DATASET EXCERPTS:
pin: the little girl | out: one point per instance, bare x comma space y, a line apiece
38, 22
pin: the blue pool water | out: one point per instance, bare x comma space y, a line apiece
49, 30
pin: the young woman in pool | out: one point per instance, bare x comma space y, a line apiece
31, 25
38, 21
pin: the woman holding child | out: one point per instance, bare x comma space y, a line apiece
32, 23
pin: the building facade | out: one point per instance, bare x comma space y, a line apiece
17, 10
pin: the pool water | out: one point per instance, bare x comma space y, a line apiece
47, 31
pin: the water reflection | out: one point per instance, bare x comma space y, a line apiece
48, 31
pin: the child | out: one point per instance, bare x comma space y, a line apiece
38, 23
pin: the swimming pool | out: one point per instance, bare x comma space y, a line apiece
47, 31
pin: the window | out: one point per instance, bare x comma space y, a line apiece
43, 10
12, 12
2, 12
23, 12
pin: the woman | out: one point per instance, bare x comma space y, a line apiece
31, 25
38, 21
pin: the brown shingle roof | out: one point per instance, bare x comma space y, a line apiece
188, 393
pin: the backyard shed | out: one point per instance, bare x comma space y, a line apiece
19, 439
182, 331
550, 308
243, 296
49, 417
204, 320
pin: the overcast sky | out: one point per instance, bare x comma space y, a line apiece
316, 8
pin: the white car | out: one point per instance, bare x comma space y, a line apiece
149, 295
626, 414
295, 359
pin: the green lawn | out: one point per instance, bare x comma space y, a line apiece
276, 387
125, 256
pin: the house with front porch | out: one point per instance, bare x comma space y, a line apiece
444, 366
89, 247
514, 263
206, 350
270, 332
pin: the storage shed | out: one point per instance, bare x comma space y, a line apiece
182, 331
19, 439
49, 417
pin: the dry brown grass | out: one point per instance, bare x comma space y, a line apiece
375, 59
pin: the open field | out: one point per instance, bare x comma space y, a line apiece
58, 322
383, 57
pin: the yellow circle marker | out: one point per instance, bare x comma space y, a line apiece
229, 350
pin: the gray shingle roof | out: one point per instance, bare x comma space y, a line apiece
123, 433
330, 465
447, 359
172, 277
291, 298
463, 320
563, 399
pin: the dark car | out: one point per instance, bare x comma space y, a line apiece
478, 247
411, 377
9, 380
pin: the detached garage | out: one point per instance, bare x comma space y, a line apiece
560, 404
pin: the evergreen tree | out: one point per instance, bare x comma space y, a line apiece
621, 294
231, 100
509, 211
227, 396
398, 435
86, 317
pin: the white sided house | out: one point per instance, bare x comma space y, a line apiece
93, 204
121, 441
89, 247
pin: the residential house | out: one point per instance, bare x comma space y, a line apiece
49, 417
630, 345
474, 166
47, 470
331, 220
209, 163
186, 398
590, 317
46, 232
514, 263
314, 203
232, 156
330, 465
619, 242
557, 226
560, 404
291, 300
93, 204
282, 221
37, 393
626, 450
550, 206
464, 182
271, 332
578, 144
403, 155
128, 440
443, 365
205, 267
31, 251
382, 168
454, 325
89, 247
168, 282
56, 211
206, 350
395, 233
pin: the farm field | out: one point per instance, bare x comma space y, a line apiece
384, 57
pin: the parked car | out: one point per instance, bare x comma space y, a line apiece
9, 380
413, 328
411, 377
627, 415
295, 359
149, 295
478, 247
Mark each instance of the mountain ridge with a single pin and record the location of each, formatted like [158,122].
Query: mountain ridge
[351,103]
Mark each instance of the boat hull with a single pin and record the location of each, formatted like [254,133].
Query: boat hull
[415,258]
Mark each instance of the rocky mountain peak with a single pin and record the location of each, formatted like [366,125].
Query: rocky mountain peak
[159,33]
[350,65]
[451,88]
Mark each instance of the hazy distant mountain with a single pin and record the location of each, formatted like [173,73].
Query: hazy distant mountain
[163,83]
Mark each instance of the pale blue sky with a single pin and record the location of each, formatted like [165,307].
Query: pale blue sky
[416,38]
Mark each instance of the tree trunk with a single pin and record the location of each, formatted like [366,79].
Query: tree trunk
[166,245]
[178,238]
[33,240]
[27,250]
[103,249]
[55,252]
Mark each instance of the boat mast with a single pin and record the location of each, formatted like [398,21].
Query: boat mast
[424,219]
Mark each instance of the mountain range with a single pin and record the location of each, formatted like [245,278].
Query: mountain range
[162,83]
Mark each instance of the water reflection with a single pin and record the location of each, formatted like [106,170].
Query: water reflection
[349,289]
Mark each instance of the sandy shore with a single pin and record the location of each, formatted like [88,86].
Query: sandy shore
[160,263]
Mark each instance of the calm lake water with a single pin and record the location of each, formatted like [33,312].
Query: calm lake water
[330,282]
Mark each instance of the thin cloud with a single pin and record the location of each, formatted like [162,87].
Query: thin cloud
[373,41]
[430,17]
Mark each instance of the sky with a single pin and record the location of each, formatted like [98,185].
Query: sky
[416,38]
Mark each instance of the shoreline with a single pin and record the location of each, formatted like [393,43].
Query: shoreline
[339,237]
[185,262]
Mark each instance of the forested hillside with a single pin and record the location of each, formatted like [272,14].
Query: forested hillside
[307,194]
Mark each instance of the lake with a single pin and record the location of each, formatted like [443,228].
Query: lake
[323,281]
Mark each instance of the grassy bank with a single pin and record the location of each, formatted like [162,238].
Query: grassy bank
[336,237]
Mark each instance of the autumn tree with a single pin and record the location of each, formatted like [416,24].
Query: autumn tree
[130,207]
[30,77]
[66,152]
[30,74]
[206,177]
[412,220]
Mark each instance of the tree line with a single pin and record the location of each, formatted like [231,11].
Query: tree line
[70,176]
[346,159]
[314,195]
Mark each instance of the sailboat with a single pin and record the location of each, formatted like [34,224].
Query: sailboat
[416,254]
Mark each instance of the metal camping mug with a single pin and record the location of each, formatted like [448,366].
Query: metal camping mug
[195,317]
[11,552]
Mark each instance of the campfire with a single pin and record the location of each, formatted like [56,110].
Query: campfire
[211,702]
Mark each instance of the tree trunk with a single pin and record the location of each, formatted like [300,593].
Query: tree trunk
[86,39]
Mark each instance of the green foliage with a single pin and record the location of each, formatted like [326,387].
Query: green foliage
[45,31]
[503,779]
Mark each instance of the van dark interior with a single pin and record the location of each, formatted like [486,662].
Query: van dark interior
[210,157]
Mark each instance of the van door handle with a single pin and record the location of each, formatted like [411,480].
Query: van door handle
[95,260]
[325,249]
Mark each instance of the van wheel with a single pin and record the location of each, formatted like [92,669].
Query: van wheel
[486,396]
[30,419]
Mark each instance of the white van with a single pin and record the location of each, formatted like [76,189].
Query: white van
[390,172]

...

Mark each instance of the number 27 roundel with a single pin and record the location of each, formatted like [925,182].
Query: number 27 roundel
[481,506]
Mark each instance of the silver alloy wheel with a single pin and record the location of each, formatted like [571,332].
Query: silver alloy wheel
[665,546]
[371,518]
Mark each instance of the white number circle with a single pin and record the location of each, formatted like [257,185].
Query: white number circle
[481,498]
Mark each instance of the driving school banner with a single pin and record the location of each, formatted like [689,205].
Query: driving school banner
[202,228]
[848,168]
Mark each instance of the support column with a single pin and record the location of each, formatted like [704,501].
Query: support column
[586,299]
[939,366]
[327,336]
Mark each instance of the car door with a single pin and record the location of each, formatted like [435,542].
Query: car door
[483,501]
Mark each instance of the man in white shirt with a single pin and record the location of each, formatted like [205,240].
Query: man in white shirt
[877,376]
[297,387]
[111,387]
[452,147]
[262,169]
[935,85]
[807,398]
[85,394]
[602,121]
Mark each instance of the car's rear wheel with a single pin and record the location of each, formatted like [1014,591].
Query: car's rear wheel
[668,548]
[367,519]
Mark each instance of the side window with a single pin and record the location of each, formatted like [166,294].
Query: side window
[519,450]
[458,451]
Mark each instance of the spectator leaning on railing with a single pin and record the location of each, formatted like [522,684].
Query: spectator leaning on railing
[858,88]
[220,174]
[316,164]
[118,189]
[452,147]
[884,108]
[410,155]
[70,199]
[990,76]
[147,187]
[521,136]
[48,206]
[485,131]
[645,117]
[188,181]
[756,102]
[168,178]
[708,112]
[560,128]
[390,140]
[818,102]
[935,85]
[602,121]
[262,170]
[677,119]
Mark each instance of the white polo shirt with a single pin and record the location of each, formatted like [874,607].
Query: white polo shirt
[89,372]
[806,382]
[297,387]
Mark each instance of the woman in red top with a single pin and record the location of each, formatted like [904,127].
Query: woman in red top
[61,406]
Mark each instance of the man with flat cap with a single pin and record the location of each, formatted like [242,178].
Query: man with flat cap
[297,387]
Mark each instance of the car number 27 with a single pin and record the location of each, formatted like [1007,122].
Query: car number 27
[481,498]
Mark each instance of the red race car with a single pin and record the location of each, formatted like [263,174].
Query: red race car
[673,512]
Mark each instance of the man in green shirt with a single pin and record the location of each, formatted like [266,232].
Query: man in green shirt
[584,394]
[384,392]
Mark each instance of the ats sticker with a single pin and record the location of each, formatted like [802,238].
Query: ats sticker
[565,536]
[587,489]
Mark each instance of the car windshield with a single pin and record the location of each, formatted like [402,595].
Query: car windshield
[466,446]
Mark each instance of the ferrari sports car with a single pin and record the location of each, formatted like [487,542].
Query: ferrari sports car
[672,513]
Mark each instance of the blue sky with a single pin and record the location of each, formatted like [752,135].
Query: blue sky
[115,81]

---

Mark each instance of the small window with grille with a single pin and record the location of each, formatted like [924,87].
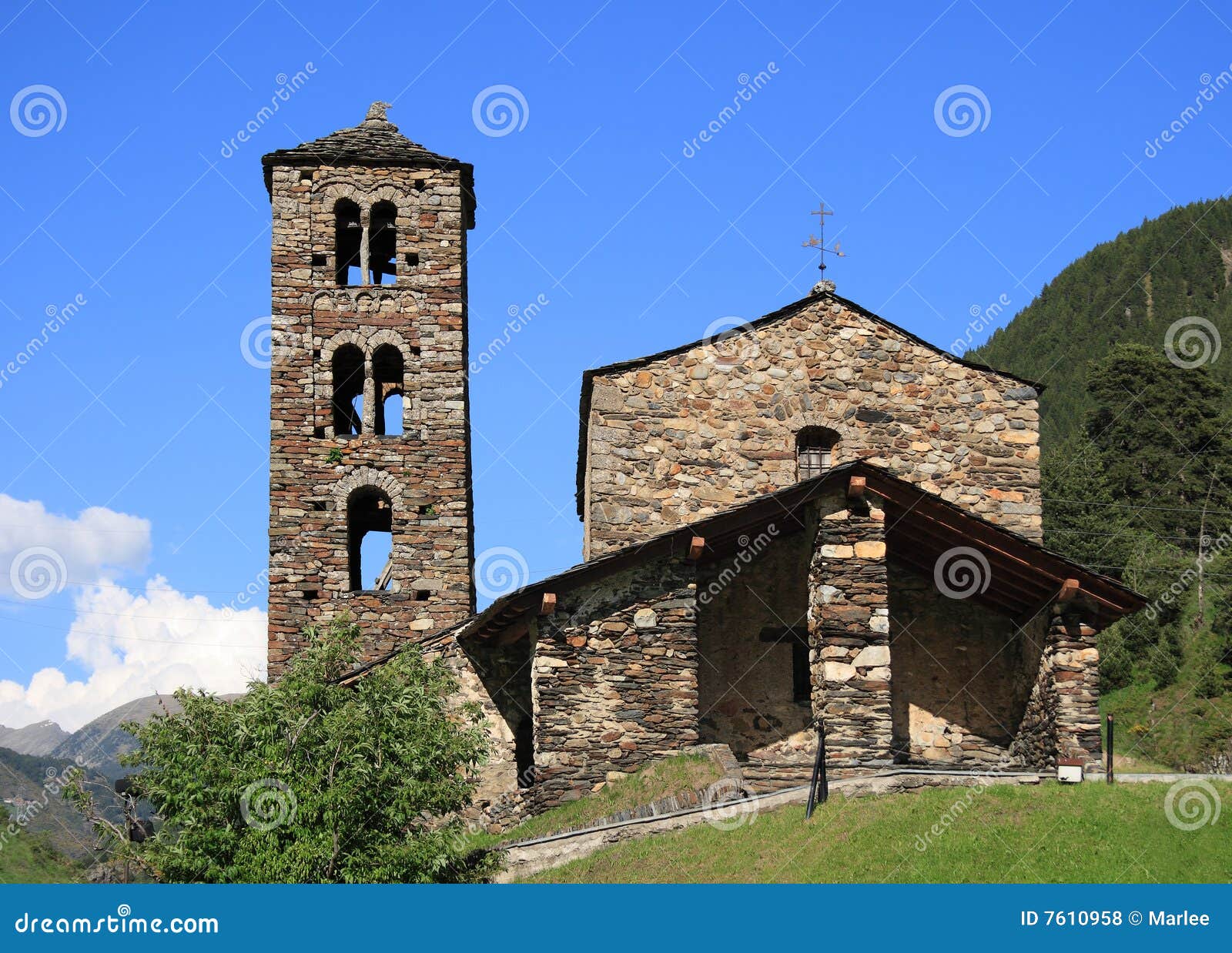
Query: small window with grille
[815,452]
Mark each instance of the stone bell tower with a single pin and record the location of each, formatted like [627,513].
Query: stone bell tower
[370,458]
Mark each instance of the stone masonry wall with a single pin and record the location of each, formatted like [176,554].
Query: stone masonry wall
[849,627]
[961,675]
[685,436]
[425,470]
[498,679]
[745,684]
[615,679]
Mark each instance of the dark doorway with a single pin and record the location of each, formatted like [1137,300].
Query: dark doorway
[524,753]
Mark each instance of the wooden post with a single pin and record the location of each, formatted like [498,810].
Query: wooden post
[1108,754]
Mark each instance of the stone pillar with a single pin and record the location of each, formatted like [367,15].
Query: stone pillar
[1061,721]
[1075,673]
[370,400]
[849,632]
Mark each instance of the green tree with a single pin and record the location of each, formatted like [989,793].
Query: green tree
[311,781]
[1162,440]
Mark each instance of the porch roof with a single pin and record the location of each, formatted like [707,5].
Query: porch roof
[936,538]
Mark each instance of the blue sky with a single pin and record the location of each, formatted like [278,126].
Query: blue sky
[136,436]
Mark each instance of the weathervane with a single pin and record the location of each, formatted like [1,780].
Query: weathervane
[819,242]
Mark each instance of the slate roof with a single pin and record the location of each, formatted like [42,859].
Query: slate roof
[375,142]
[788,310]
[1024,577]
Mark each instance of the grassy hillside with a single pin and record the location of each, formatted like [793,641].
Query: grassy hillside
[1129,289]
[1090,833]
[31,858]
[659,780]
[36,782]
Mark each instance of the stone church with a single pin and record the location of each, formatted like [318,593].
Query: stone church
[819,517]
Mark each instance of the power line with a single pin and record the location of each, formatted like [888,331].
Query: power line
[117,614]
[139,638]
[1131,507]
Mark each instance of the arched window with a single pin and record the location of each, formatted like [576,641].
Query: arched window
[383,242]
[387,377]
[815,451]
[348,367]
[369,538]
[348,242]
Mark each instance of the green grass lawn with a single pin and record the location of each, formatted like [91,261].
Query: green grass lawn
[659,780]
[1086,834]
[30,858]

STATED TASK:
How many lines of the material above contain the string "rocky", with case counting? Reply with the number alone.

FULL ANSWER:
2